Dataset entries
-- start --

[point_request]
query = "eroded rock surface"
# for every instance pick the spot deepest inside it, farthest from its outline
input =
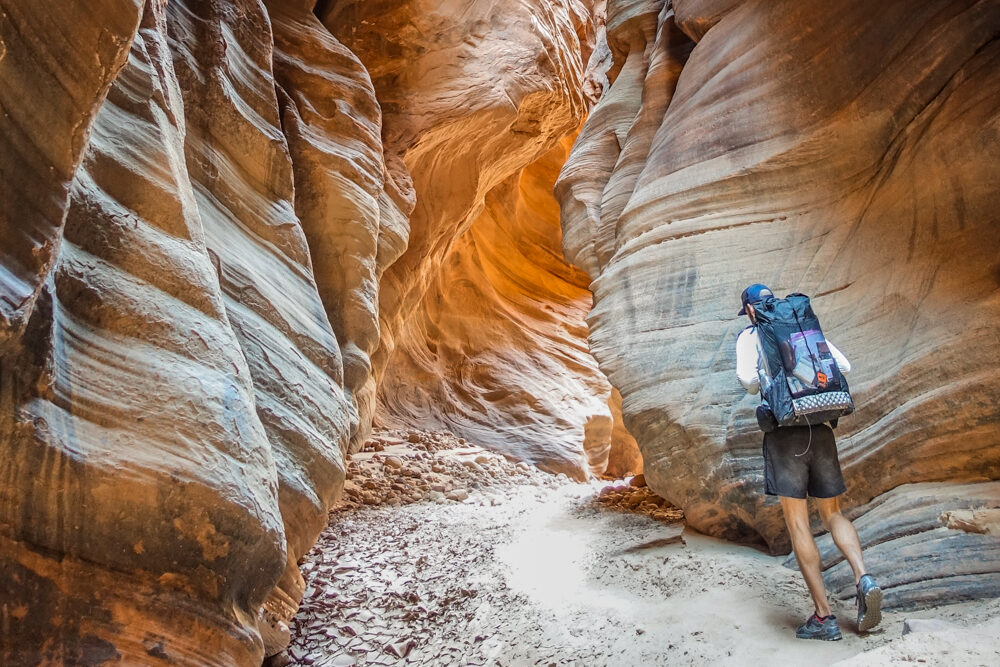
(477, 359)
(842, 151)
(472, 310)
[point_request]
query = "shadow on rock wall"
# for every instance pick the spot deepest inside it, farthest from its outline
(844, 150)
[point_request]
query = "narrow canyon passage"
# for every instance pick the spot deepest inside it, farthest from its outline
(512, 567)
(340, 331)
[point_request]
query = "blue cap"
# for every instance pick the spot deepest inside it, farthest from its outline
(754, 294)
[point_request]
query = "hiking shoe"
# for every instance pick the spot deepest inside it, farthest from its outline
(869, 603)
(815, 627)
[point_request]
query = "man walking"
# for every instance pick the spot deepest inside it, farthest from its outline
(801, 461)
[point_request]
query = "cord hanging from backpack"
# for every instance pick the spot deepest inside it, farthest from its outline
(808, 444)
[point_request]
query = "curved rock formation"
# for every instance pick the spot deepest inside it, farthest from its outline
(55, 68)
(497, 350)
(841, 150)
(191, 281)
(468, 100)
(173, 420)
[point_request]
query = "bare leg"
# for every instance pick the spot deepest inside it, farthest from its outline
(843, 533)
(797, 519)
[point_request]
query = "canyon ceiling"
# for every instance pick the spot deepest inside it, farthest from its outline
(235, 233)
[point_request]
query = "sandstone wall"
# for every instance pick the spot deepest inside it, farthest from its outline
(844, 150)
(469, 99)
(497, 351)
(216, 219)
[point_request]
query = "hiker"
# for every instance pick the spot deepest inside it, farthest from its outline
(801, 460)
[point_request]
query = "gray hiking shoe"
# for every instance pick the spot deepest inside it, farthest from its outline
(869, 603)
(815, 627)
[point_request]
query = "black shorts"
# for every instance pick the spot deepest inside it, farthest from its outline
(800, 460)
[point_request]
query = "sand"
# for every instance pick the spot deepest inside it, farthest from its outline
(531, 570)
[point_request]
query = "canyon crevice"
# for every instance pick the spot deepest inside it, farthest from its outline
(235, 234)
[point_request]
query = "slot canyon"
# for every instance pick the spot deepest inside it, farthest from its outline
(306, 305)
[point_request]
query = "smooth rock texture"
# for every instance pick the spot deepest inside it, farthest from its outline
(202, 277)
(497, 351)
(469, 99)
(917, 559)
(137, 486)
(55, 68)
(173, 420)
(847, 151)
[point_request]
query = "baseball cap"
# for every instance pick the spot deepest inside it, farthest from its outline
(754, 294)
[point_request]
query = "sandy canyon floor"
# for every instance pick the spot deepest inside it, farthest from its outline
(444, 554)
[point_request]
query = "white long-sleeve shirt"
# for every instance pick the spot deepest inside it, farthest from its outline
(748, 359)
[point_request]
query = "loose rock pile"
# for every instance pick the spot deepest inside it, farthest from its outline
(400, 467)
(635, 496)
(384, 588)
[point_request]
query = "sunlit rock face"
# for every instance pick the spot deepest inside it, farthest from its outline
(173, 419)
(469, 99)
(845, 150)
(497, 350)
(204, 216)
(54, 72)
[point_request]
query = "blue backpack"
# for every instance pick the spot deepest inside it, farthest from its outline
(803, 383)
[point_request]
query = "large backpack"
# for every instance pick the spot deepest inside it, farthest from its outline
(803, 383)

-- end --

**Work to complete**
With the pictures omitted, reproduce the records in full and exactly.

**Answer for this exercise**
[point_request]
query = "eroded rock surface"
# for every instance pick the spot deepest inside it, farthest from its outline
input =
(477, 359)
(842, 151)
(472, 310)
[point_request]
query = "shadow on rock wall"
# for every instance pick the spot deepest inside it, farthest from its outline
(844, 150)
[point_request]
query = "narrow canyon passage"
# for every instance pick the spot deepest inside it, farthest from its outline
(512, 567)
(340, 331)
[point_request]
query = "blue cap"
# for every instance pick the spot deepest inside it, farthest from its outline
(754, 294)
[point_request]
query = "hiking shoe"
# for every instance pick the spot deepest inside it, farthest from its outline
(869, 603)
(815, 627)
[point_request]
query = "man walking"
# for every instance pick the spot deepest inside it, farthest from its outline
(801, 461)
[point_request]
query = "cord hanging from backpack"
# for every instance pick the spot deepest inside it, farthest from its outline
(808, 444)
[point_request]
query = "curved rock formation"
# for every instance pick the spot deepest inside it, farthest from its outline
(55, 68)
(497, 350)
(841, 150)
(191, 281)
(468, 100)
(173, 420)
[point_request]
query = "bare leg"
# for every instance pick the spot deepest inside it, farthest from its outline
(843, 533)
(797, 519)
[point_request]
query = "canyon ceiling"
# for every instance pick the spot deepest inside it, farthest from its outline
(235, 233)
[point_request]
query = "sandstone wall"
# for every instance pick the spot deepest inside it, farthest from its outline
(844, 150)
(469, 99)
(497, 351)
(216, 219)
[point_request]
query = "hiker"
# for every instance pick the spot deepest inside it, farthest from its outline
(801, 460)
[point_request]
query = "gray hiking shoe"
# for every instance pick the spot deepest inside it, farthest from its outline
(869, 603)
(815, 627)
[point_request]
query = "black shorts"
# for every instance pick the spot deepest inside it, farthest from its outline
(800, 460)
[point_request]
query = "sand"
# for every instance pick the spot deepest inside it, farthest from its outline
(531, 570)
[point_request]
query = "canyon crevice"
# for every instance pick the spot deepest inside it, farthest from its outline
(235, 234)
[point_request]
query = "slot canyon"
# for every instance pick the spot deepest inside it, farthest from its outline
(306, 305)
[point_request]
query = "smooth rock texture"
# for every instance pick the spot deepest inside it, farthest from its outline
(202, 277)
(497, 351)
(469, 99)
(917, 559)
(137, 486)
(55, 68)
(173, 420)
(847, 151)
[point_request]
query = "baseball cap"
# for every instance pick the spot deepest inside it, farthest from its outline
(754, 294)
[point_request]
query = "sandy canyon floor"
# for every instance pick the spot deepest inside it, farthest from its outline
(444, 554)
[point_request]
query = "white long-sleeve shirt"
# for every instance pick the spot deepest inside it, farthest from its outline
(748, 359)
[point_request]
query = "loose rock pile"
# for every instance pick the spot deepest inside it, farthest from its outline
(400, 467)
(635, 496)
(384, 588)
[point_request]
query = "sunlit rock face"
# for every instance pick the spot deepest inside it, farthest from its outline
(173, 419)
(469, 99)
(845, 150)
(497, 350)
(204, 216)
(54, 72)
[point_request]
query = "blue backpack"
# for every instance pick the spot deepest inside it, farthest from its outline
(803, 383)
[point_request]
query = "large backpack"
# for every instance pick the spot deepest inside it, farthest from its outline
(803, 383)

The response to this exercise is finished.